* **TEXT BLOCK**
++++++++++
Sexuality plays an important but limited role in all of this. The eternal law
has to do with God’s intentions for humanity in our creation and redemption,
and it is fulfilled in the twofold command to love God and neighbor. But love
of God and neighbor is not merely a matter of good intentions. Both are to be
lived out within the structures of God’s intentions for humanity in creation
and re-creation in Christ. When God created humanity, he created us in his
image, as male and female. That we are male and female demonstrates that human
beings are not self-sufficient. We are created to be in fellowship with one
another and with God, and the complementarity of the two sexes illustrates that
God did not intend us to be alone. (Particularly helpful here is Karl Barth,
Church Dogmatics 3.1, 41; 3.2, 45; 3.4.54.) In addition, the complementarity of
the sexes points typologically to the union between Christ and the Church.
In creating humanity as male and female, God also created sexuality, and
marriage and the family as the proper structure for the complementary union
sacramentally symbolized by sexuality, as well as the procreation of children
that is the other intended end of sexuality. In a historical world, there are
numerous cultures, each with its own positive laws that regulate the social
structures of marriage. Because the union between man and woman is a symbol of
the union between Christ and the Church, the Church will need ritual and
symbols to celebrate and solemnize that union, regulated by ecclesial law. In a
fallen world, men and women often will pursue sexual fulfillment in ways
contrary to the life-long complementary union God intended in creating humanity
as male and female, and thus there will be need for laws—moral, civil, and
ecclesiastical—to prevent abuse and to guide in doing what is right. There will
also be need for confession, forgiveness, and absolution.
Both Aquinas and Hooker would have granted that the positive laws (both civil
and ecclesiastical) that regulate heterosexual marriage might well differ from
time to time and place to place. Marriage customs may vary, for example,
whether couples exchange wedding rings or go on honeymoons. The regulations by
which society and church try to prevent moral abuses of sexuality may also
vary. What would not have been conceivable for Augustine, Aquinas or Hooker
would have been that the permissible arena of sexual relations themselves might
be changed, since the restriction of sexual relations to life-long exclusive
heterosexual marriage was not part of positive, but of natural law—the
expression of the eternal law that was God’s intention for humanity expressed
in the original creation of humanity in the image of God as male and female, as
stated first in the Genesis accounts, but echoed in many places throughout the
Scriptures.
It is this distinction between (1) the morality that is rooted in God’s
permanent unchanging intentions for humanity in its original creation and its
re-creation in Christ, and (2) the different social circumstances under which
society and church attempt to promote and regulate morality in positive law
that stands behind Art VII of the 39 Articles. The distinction between moral
and positive law is not a “minimalism” that allows as permitted everything that
is not specifically forbidden by the Ten Commandments.
In conclusion, Haller is to be commended for his reminder that not everything
that is contained in Scripture has permanent moral authority, for all times and
in all places. As Augustine pointed out, customs change because times change.
++++++++++
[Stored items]

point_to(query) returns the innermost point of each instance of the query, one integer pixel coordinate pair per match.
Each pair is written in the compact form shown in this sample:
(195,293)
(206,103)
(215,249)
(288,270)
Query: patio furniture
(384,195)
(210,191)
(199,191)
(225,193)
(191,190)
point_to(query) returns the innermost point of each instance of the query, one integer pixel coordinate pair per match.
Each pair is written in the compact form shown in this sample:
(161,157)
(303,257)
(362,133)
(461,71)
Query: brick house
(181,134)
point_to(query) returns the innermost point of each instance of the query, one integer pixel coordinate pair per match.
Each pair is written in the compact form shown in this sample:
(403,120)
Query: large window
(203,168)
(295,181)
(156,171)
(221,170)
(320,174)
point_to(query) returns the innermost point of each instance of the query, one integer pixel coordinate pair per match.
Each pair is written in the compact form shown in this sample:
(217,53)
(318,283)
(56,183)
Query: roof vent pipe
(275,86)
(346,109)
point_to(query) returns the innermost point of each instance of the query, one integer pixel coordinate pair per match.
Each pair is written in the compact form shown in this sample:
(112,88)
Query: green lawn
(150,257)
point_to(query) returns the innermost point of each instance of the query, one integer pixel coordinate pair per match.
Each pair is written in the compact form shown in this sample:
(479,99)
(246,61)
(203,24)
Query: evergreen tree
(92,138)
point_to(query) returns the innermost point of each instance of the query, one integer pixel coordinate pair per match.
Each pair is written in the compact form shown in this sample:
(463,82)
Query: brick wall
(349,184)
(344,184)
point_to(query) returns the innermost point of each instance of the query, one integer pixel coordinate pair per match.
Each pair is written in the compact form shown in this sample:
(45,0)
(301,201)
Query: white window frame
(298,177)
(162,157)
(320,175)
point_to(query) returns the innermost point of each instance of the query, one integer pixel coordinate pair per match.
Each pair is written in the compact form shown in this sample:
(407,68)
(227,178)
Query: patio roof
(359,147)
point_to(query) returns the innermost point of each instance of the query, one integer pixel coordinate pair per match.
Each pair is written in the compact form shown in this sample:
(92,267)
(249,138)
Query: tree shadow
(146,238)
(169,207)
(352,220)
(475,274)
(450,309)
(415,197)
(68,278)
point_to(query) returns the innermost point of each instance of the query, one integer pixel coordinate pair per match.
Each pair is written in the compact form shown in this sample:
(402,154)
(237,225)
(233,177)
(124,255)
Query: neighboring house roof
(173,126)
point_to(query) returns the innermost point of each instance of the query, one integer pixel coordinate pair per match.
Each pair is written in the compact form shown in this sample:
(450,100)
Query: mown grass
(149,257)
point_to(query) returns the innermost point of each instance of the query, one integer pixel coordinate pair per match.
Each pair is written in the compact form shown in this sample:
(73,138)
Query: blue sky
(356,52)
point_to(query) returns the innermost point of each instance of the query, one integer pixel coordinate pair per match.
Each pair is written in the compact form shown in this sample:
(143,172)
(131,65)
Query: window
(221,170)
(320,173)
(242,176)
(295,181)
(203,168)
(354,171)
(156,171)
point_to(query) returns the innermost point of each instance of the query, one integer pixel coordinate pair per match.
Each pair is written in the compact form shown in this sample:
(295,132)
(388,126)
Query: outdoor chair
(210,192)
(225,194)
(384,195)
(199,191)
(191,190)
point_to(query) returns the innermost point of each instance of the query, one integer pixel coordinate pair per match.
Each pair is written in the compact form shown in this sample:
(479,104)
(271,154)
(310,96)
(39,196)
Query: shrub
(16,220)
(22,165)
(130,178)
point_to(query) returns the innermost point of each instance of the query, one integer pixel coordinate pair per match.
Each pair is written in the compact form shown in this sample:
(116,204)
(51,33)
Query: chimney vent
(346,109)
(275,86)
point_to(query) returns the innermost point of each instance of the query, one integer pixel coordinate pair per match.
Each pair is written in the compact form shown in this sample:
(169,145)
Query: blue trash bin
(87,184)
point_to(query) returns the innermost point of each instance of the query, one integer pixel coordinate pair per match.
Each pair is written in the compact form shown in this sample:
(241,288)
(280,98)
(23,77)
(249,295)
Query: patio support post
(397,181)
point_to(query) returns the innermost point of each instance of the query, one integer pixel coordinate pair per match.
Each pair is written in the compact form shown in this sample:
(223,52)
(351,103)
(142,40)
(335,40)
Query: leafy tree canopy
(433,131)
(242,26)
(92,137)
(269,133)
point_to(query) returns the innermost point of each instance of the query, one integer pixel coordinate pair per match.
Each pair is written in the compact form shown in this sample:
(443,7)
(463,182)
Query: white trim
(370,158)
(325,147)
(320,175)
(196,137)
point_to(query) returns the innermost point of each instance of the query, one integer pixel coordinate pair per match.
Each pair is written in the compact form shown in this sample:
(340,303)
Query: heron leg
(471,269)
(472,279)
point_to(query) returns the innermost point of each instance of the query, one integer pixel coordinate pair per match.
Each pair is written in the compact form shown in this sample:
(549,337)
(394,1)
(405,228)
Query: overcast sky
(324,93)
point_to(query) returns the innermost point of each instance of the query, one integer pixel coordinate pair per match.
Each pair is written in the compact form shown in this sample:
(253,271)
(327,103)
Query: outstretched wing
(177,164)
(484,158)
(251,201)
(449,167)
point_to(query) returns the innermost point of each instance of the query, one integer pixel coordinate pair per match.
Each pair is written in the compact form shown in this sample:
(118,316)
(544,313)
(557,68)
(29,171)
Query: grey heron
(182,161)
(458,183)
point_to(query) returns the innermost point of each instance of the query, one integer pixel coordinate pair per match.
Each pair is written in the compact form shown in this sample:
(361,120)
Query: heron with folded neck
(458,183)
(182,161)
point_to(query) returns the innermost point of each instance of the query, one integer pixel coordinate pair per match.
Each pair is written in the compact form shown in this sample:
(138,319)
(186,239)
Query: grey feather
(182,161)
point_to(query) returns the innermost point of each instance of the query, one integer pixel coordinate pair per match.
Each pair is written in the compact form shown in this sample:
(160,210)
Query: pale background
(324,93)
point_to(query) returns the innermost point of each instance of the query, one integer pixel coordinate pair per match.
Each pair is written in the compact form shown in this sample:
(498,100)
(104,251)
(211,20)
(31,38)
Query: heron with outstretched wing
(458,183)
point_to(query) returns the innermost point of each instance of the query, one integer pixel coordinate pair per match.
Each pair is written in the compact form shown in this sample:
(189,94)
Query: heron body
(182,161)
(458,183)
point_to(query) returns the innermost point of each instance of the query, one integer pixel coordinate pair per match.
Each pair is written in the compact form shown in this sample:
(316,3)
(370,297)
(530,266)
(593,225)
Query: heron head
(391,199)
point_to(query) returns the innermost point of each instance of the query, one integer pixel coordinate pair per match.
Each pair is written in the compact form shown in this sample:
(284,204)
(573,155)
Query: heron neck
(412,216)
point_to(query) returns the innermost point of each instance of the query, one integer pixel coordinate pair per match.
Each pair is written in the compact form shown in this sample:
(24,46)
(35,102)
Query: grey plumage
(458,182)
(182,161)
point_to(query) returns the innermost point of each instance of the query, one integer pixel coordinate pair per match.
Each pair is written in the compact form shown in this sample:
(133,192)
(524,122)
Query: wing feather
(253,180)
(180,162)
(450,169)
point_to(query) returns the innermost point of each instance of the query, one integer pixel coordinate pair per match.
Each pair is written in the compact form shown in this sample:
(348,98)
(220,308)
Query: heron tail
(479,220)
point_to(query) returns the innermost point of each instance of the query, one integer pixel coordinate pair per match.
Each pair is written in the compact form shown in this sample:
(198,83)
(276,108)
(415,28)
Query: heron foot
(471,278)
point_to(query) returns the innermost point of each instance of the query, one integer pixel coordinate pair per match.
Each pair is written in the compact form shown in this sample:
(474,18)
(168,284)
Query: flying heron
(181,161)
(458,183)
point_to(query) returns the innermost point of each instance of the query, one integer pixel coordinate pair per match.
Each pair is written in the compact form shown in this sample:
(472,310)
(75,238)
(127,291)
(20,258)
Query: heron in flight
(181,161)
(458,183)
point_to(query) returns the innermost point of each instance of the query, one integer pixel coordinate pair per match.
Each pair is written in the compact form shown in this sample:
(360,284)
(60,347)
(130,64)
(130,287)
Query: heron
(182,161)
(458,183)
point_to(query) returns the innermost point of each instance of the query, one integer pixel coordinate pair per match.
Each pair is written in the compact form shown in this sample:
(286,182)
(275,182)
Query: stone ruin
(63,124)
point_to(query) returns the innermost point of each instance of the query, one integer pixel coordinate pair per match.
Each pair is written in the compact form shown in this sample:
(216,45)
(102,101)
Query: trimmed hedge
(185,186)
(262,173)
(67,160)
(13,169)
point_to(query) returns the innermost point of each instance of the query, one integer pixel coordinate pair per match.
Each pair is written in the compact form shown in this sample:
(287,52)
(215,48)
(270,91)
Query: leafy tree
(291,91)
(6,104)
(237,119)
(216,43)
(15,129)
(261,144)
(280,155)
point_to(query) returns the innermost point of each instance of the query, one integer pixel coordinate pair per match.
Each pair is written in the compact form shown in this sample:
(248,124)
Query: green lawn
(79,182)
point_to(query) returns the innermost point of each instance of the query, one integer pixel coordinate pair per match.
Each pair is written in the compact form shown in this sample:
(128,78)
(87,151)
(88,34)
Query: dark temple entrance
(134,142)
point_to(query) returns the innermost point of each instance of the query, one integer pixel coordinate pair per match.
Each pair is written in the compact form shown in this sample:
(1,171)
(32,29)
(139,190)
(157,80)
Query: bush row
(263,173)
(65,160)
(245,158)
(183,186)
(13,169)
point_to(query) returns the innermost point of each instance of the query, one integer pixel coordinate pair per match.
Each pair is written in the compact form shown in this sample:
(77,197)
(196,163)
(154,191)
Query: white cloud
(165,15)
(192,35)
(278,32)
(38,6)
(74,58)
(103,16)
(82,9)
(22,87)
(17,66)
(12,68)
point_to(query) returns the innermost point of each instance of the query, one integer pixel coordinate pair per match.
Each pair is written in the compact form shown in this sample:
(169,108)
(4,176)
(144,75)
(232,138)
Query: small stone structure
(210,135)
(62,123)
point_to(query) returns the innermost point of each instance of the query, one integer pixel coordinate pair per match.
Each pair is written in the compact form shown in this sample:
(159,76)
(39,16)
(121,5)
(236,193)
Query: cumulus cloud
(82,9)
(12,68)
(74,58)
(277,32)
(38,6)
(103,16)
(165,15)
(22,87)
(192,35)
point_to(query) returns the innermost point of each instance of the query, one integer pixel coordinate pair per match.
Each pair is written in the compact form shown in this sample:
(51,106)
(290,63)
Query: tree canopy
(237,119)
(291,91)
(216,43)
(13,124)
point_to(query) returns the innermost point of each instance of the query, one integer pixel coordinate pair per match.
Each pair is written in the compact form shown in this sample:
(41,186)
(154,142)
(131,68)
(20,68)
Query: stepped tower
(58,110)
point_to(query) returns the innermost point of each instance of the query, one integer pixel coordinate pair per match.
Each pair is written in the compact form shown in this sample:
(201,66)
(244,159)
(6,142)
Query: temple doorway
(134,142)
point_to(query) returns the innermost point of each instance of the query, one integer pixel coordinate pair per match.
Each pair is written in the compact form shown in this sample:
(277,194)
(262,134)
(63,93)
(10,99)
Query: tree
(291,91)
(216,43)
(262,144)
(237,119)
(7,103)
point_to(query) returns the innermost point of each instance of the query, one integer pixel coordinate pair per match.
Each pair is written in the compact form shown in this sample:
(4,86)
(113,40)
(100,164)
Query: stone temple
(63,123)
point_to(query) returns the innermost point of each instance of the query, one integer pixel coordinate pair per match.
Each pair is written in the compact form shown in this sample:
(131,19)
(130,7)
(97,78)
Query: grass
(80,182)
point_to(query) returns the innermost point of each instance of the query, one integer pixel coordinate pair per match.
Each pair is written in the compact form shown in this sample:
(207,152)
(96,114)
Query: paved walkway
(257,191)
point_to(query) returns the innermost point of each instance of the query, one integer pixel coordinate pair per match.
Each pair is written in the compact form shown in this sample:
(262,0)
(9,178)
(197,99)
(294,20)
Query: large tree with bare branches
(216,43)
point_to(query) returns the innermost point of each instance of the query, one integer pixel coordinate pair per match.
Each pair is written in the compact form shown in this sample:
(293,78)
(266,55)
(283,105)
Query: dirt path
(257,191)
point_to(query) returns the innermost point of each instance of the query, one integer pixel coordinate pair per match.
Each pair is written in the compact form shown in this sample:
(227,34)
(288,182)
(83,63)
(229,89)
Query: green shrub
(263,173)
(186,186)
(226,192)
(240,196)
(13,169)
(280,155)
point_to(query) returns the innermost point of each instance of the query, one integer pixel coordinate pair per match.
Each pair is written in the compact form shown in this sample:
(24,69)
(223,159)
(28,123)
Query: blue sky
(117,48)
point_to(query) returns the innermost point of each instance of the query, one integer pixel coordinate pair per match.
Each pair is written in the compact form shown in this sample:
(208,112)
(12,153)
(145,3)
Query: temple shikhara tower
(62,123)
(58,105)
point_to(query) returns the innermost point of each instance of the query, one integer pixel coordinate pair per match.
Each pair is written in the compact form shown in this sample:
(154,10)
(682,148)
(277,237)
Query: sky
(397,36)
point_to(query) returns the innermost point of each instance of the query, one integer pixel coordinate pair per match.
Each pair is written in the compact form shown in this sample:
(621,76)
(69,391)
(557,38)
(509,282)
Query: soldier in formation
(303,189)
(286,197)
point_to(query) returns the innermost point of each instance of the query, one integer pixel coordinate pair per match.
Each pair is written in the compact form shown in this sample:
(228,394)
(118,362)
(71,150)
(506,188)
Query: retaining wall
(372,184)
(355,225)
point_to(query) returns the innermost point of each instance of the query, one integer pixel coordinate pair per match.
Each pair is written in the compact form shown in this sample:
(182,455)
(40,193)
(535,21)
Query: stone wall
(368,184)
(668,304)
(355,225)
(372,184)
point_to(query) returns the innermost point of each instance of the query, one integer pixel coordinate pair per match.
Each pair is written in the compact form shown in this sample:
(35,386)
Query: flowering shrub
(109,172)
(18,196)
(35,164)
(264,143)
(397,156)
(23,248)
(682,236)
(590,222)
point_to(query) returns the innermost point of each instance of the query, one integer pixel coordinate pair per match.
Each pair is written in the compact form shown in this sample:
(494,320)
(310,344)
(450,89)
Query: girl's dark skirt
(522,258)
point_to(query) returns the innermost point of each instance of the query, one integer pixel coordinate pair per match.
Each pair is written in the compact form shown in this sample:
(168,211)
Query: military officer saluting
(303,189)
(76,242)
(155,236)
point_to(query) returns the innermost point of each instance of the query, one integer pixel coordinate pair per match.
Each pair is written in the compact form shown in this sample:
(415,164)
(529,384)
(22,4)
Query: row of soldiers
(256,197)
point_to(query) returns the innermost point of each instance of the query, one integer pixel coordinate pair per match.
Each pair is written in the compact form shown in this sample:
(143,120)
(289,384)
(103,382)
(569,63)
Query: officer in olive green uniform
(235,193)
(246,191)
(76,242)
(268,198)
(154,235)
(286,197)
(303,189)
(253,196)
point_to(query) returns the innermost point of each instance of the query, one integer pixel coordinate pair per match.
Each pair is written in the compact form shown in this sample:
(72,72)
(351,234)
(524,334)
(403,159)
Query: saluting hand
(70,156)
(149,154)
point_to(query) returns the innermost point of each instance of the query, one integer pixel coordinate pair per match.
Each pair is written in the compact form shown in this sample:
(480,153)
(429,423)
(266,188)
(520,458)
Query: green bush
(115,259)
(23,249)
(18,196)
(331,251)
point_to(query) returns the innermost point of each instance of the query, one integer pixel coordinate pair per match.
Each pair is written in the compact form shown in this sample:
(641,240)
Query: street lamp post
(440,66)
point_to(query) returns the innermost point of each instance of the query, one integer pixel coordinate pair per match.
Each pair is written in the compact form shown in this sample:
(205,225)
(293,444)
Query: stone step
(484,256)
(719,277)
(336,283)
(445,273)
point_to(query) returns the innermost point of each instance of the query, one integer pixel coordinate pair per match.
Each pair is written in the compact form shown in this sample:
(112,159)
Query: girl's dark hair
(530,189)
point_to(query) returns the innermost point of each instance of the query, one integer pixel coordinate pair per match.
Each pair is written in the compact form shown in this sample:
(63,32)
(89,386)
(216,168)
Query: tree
++++++++++
* **EXERCISE INSTRUCTIONS**
Answer these questions from the passage on sexuality and law:
(a) In what twofold command is the eternal law fulfilled?
(b) What two marriage customs does the passage give as examples of customs that may vary?
(c) Which article of the 39 Articles does the passage say the distinction between moral and positive law stands behind?

* **SOLUTION FOR THIS TASK**
(a) The command to love God and neighbor.
(b) Whether couples exchange wedding rings or go on honeymoons.
(c) Art VII.